── VORLIEGENDER TEXT ──

Manche Beiträge in diesem Forum sind außergewöhnlich wohltuend.#6#6#6


----------



## sbho (3. Juni 2016)

*AW: Minister Hauk: Aquakultur genauso gut wie Wildfische im Bodensee*

Der Witz dabei ist ja dass die Aquakulturfische mit Fischmehl aus Überfischungsbeständen gefüttert weren, soweit zum Tierschutz, ist doch ne Lachnummern, das funzt doch nur wenn pflanzliches Futter gefüttert würde... 

Freiheit für die Tofus, esst mehr Schnitzel !!!:vik:


----------



## Laichzeit (3. Juni 2016)

*AW: Minister Hauk: Aquakultur genauso gut wie Wildfische im Bodensee*

Die Aquakultur entlastet den See genau so wenig wie die Weltmeere.
Da die Aquakulturlösung nicht als Ersatz, sondern als weiteres Standbein der Netzfischerei dienen soll, nutzt die ganze Sache weder dem See noch dem Angler.
Schon jetzt ist das eine reine Nebenerwerbsfischerei mit auf finanziell sehr dünnen Füßen. Jeder Hauptberufler hätten schon lange das Handtuch geworfen. Durch die Aquakultur und die anderen Standbeine kann aber trotz katastrophaler Ergebnisse munter weiter gefischt werden.
Ein Lichtblick ist die Reduzierung der Patente von 113 auf 80 bis 2020. Damit geht unter jetzigen Bedingungen die Netzlänge, die in den Patenten festgelegt wird, um ca. 30% zurück. 
Reicht das aus, wenn man allein für 2016 mit einem Einbruch des Felchenbestands von 25% rechnet?
Zusammen mit der Verkleinerung der Maschenweiten und dem Vorstoß von Schweizer Seite, die frei gewordene Netzflächen auf die verbliebenen Fischer zu verteilen, kann man sich denken, wie nachhaltig die Fischerei hier abläuft.


----------



## Thomas9904 (3. Juni 2016)

*AW: Minister Hauk: Aquakultur genauso gut wie Wildfische im Bodensee*

Auch der LFV-BW hat ja auf seiner FB-Seite dazu berichtet (https://www.facebook.com/lfvbw/posts/1172120272818584).
Ich hab dann mal angemerkt, dass ihr Präsi, der Herr von Eyb, als Fraktionskollge vom Minister vielleicht mal mit dem reden sollte...

Reagiert hat da bisher weder Präsi von Eyb (der ja anscheinend eh gewisse Kommunikationsschwierigkeiten zu haben scheint, siehe: http://www.anglerboard.de/board/showthread.php?t=316478) noch der Verband (dessen Hauptamtliche, nun ja.....) ....


----------



## Naturliebhaber (3. Juni 2016)

───
── DATENAUSZÜGE ──

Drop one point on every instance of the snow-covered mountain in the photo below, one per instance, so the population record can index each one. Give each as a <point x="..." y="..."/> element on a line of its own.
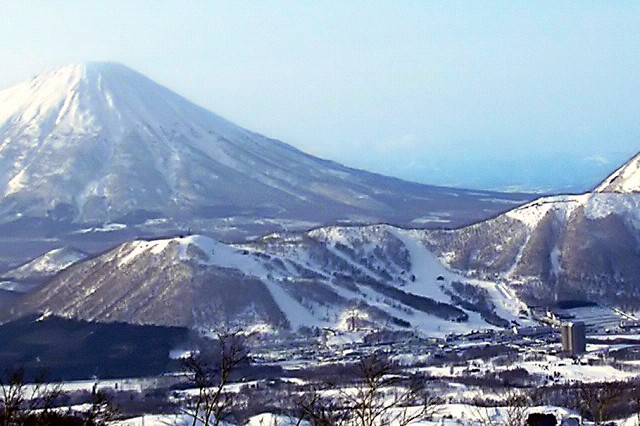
<point x="45" y="266"/>
<point x="584" y="247"/>
<point x="99" y="142"/>
<point x="625" y="180"/>
<point x="375" y="277"/>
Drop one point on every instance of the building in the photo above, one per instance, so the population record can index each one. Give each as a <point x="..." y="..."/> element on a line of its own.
<point x="573" y="337"/>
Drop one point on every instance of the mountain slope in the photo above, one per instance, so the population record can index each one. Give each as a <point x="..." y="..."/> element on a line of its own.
<point x="100" y="142"/>
<point x="583" y="247"/>
<point x="625" y="180"/>
<point x="380" y="274"/>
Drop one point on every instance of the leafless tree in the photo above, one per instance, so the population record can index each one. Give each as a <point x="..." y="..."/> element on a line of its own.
<point x="512" y="402"/>
<point x="380" y="397"/>
<point x="17" y="400"/>
<point x="210" y="373"/>
<point x="598" y="398"/>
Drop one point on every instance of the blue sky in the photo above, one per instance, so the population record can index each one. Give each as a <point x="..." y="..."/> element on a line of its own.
<point x="533" y="95"/>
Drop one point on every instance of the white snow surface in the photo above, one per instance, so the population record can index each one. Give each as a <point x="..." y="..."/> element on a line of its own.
<point x="47" y="264"/>
<point x="625" y="180"/>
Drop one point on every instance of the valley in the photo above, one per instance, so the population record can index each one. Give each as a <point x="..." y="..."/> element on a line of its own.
<point x="145" y="240"/>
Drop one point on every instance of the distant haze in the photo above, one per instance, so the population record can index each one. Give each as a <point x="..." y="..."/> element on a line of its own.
<point x="505" y="95"/>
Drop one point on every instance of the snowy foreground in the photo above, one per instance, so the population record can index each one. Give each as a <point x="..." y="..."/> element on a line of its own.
<point x="498" y="378"/>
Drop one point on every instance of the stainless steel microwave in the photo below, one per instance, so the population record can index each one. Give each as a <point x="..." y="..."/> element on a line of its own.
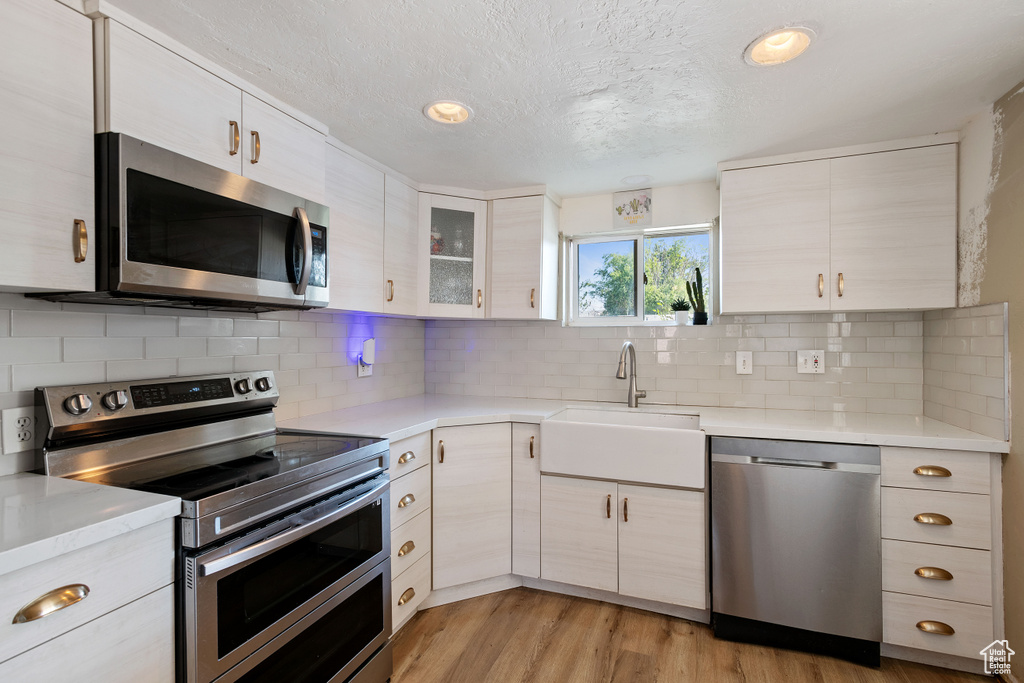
<point x="175" y="231"/>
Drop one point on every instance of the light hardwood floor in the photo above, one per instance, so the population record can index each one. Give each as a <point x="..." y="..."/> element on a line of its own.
<point x="524" y="635"/>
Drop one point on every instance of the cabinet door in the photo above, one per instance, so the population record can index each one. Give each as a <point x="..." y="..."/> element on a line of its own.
<point x="526" y="500"/>
<point x="158" y="96"/>
<point x="453" y="246"/>
<point x="578" y="538"/>
<point x="775" y="238"/>
<point x="291" y="156"/>
<point x="355" y="197"/>
<point x="472" y="504"/>
<point x="522" y="270"/>
<point x="894" y="229"/>
<point x="401" y="204"/>
<point x="662" y="545"/>
<point x="46" y="145"/>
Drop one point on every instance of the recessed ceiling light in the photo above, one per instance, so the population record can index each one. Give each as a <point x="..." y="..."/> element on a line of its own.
<point x="445" y="111"/>
<point x="778" y="46"/>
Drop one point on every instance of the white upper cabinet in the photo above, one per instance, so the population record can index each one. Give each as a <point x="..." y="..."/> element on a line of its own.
<point x="400" y="240"/>
<point x="522" y="271"/>
<point x="453" y="248"/>
<point x="282" y="152"/>
<point x="46" y="147"/>
<point x="860" y="231"/>
<point x="355" y="237"/>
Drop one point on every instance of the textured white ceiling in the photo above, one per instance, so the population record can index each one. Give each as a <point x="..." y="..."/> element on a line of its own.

───

**ZU ERLEDIGEN A**
Wie lässt sich der Absatz im Forumstext zur Aquakultur am Bodensee, der mit „Die Aquakultur entlastet den See“ beginnt, als knappe Liste fassen, ohne dass seine wesentlichen Fakten verloren gehen?
**ZU ERLEDIGEN B**
Wie könnte der Forumstext zur Aquakultur am Bodensee nach seiner letzten Zeile weitergehen? Führe ihn fort.

**ÜBUNGSERGEBNIS A**
- Die Aquakultur entlastet den See so wenig wie die Weltmeere.
- Sie soll die Netzfischerei nicht ersetzen, sondern ihr ein weiteres Standbein bieten. Damit nützt sie weder dem See noch dem Angler.
- Die Fischerei ist schon jetzt ein reiner Nebenerwerb und steht finanziell auf dünnen Füßen. Dank Aquakultur und anderer Standbeine wird trotz katastrophaler Ergebnisse weitergefischt.
- Ein Lichtblick ist die Reduzierung der Patente von 113 auf 80 bis 2020. Dadurch sinkt die Netzlänge um ca. 30 %.
- Offen bleibt, ob das reicht, wenn allein für 2016 ein Einbruch des Felchenbestands um 25 % erwartet wird.
- Hinzu kommen kleinere Maschenweiten und ein Schweizer Vorstoß, frei gewordene Netzflächen auf die verbliebenen Fischer zu verteilen. Das stellt die Nachhaltigkeit der Fischerei infrage.

**ÜBUNGSERGEBNIS B**
*AW: Minister Hauk: Aquakultur genauso gut wie Wildfische im Bodensee*



Laichzeit schrieb:


> Die Aquakultur entlastet den See genau so wenig wie die Weltmeere.
> Da die Aquakulturlösung nicht als Ersatz, sondern als weiteres Standbein der Netzfischerei dienen soll, nutzt die ganze Sache weder dem See noch dem Angler.
> Schon jetzt ist das eine reine Nebenerwerbsfischerei mit auf finanziell sehr dünnen Füßen. Jeder Hauptberufler hätten schon lange das Handtuch geworfen. Durch die Aquakultur und die anderen Standbeine kann aber trotz katastrophaler Ergebnisse munter weiter gefischt werden.
> Ein Lichtblick ist die Reduzierung der Patente von 113 auf 80 bis 2020. Damit geht unter jetzigen Bedingungen die Netzlänge, die in den Patenten festgelegt wird, um ca. 30% zurück.
> ...



Der grundlegende Konflikt ist doch recht klar erkennbar: Es gibt zwischen den beteiligten Parteien keinen Konsens, ob der Bodensee künftig ein nach strengen Nachhaltigkeitskriterien verwaltetes Ökoreservat werden soll oder ob es sich um ein im Prinzip landwirtschaftlich bewirtschaftetes Gewässer handeln soll.

Der Zoff darüber hat ja mittlerweile die Politik erreicht und wie ich gehört habe ist sogar die AfD schon auf diesen Zug aufgesprungen und hat die zurückgehenden Fischbestände am Bodensee zum Anlass genommen, gegen "den Ökoterror" zu argumentieren.

Ich bin gespannt, wie das weitergeht. Meine Meinung: Weder der Zustand von vor 20 Jahren hinsichtlich der Nährstoffbelastung noch der aktuelle sind erstrebenswert. Die Wahrheit liegt in der Mitte.


----------



## Thomas9904 (3. Juni 2016)

*AW: Minister Hauk: Aquakultur genauso gut wie Wildfische im Bodensee*



Naturliebhaber schrieb:


> . Die Wahrheit liegt in der Mitte.


da könnt ich mit.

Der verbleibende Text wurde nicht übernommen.